Labeling and segmentation records:
^^^^^^^^

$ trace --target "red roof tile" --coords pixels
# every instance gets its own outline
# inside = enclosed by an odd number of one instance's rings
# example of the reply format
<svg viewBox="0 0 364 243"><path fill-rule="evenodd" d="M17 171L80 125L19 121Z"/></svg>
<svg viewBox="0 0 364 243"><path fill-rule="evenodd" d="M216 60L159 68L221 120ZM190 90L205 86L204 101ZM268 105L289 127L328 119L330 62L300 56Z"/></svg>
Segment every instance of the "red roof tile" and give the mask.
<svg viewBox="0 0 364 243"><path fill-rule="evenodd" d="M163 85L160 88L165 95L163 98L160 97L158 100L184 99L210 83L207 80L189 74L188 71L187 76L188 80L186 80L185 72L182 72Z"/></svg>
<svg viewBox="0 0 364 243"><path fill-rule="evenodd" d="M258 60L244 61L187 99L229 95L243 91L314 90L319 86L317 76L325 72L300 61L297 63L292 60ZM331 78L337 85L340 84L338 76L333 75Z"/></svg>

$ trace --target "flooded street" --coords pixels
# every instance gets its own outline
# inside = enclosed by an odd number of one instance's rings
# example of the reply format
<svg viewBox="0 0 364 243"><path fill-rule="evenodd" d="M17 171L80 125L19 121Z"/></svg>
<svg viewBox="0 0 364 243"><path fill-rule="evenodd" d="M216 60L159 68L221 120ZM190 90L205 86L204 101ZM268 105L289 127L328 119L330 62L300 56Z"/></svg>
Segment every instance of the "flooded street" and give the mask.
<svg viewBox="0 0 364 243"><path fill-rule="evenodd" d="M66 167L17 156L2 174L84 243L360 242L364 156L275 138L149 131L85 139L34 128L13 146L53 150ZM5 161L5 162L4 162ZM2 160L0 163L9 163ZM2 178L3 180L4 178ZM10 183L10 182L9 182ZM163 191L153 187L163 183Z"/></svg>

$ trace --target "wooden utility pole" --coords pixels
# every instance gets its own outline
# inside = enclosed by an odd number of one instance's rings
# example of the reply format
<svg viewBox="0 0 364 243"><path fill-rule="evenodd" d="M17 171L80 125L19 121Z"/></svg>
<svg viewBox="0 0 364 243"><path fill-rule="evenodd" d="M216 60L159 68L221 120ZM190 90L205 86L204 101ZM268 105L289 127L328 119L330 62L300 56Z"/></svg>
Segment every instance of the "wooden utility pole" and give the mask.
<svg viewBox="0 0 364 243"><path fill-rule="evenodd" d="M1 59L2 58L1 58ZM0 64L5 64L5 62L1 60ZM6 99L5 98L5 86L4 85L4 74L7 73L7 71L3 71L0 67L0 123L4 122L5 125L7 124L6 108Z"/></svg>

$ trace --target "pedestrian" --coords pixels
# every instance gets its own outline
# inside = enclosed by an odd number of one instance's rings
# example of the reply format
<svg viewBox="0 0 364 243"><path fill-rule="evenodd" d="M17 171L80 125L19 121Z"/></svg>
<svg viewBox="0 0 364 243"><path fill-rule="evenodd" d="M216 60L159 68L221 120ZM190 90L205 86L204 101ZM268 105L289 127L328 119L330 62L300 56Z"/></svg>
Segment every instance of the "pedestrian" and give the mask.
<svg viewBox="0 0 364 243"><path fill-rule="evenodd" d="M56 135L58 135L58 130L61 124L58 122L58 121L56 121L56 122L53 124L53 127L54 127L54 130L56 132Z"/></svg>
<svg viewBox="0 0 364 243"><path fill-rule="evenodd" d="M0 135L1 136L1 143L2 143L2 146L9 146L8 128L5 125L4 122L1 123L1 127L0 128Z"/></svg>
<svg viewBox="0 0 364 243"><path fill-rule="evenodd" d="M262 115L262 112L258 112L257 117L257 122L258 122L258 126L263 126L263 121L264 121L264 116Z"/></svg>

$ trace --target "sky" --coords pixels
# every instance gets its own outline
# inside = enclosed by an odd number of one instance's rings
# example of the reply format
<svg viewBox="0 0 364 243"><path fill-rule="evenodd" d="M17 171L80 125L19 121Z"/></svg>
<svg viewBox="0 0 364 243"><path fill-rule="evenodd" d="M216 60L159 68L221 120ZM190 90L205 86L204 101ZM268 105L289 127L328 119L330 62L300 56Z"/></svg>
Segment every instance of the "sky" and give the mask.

^^^^^^^^

» **Objective**: Turn the material above into a JSON list of strings, one string per line and no blank lines.

» **Task result**:
[
  "$ trace --target \"red roof tile\" --coords pixels",
  "# every instance gets its own outline",
  "# inside = enclosed by an odd number of one instance's rings",
  "# example of the reply format",
  "<svg viewBox=\"0 0 364 243\"><path fill-rule=\"evenodd\" d=\"M17 171L80 125L19 121Z\"/></svg>",
  "<svg viewBox=\"0 0 364 243\"><path fill-rule=\"evenodd\" d=\"M216 60L159 68L221 120ZM190 90L205 86L204 101ZM268 105L289 127L328 119L330 62L300 56Z\"/></svg>",
  "Segment every instance of the \"red roof tile\" and give the mask.",
  "<svg viewBox=\"0 0 364 243\"><path fill-rule=\"evenodd\" d=\"M163 85L160 88L165 95L163 98L160 97L158 100L184 99L210 83L207 80L189 74L188 71L187 76L188 80L186 80L185 72L182 72Z\"/></svg>",
  "<svg viewBox=\"0 0 364 243\"><path fill-rule=\"evenodd\" d=\"M258 60L244 61L187 99L229 95L243 91L314 90L319 86L317 76L325 72L300 61L297 63L292 60ZM331 78L337 85L340 84L338 76L333 75Z\"/></svg>",
  "$ trace --target \"flooded street\" --coords pixels",
  "# every instance gets its own outline",
  "# inside = enclosed by an odd number of one instance's rings",
  "# example of the reply format",
  "<svg viewBox=\"0 0 364 243\"><path fill-rule=\"evenodd\" d=\"M17 171L80 125L19 121Z\"/></svg>",
  "<svg viewBox=\"0 0 364 243\"><path fill-rule=\"evenodd\" d=\"M216 60L159 68L221 120ZM190 90L205 86L204 101ZM268 105L289 127L328 119L330 62L300 56Z\"/></svg>",
  "Segment every instance of the \"flooded street\" and give the mask.",
  "<svg viewBox=\"0 0 364 243\"><path fill-rule=\"evenodd\" d=\"M66 167L17 156L2 174L84 243L360 242L364 156L275 138L149 131L85 139L34 128L13 146L53 150ZM5 161L5 162L4 162ZM2 160L0 163L9 163ZM2 178L3 180L4 178ZM10 183L10 182L9 182ZM163 191L153 187L163 183Z\"/></svg>",
  "$ trace --target \"wooden utility pole\" --coords pixels",
  "# every instance gets its own outline",
  "# inside = enclosed by an odd number of one instance's rings",
  "# example of the reply format",
  "<svg viewBox=\"0 0 364 243\"><path fill-rule=\"evenodd\" d=\"M17 171L80 125L19 121Z\"/></svg>",
  "<svg viewBox=\"0 0 364 243\"><path fill-rule=\"evenodd\" d=\"M216 60L159 68L221 120ZM190 90L205 86L204 101ZM268 105L289 127L328 119L330 62L300 56Z\"/></svg>",
  "Segment every instance of the \"wooden utility pole\" and give the mask.",
  "<svg viewBox=\"0 0 364 243\"><path fill-rule=\"evenodd\" d=\"M1 59L2 58L1 58ZM0 64L5 64L5 62L1 60ZM6 99L5 98L5 86L4 85L4 74L7 73L7 71L3 71L0 67L0 123L4 122L5 125L7 124L6 108Z\"/></svg>",
  "$ trace --target \"pedestrian\" --coords pixels",
  "# every instance gets its own outline",
  "# inside = enclosed by an odd number of one instance's rings",
  "# example of the reply format",
  "<svg viewBox=\"0 0 364 243\"><path fill-rule=\"evenodd\" d=\"M17 171L80 125L19 121Z\"/></svg>",
  "<svg viewBox=\"0 0 364 243\"><path fill-rule=\"evenodd\" d=\"M216 60L159 68L221 120ZM190 90L205 86L204 101ZM268 105L289 127L328 119L330 62L300 56Z\"/></svg>",
  "Segment every instance of the \"pedestrian\" and give the mask.",
  "<svg viewBox=\"0 0 364 243\"><path fill-rule=\"evenodd\" d=\"M56 135L58 135L58 130L61 124L58 122L58 121L56 121L56 122L53 124L53 127L54 127L54 130L56 132Z\"/></svg>",
  "<svg viewBox=\"0 0 364 243\"><path fill-rule=\"evenodd\" d=\"M0 135L1 136L1 143L2 143L2 146L9 146L8 128L5 125L4 122L1 123L1 127L0 128Z\"/></svg>",
  "<svg viewBox=\"0 0 364 243\"><path fill-rule=\"evenodd\" d=\"M262 115L262 112L258 112L257 117L257 122L258 122L258 126L263 126L263 121L264 121L264 116Z\"/></svg>",
  "$ trace --target \"sky\" --coords pixels",
  "# every instance gets its own outline",
  "# inside = enclosed by an odd number of one instance's rings",
  "# example of the reply format",
  "<svg viewBox=\"0 0 364 243\"><path fill-rule=\"evenodd\" d=\"M17 171L80 125L19 121Z\"/></svg>",
  "<svg viewBox=\"0 0 364 243\"><path fill-rule=\"evenodd\" d=\"M216 60L159 68L221 120ZM190 90L205 86L204 101ZM268 105L289 127L328 119L330 62L300 56Z\"/></svg>",
  "Segment every instance of the \"sky\" and give the mask."
]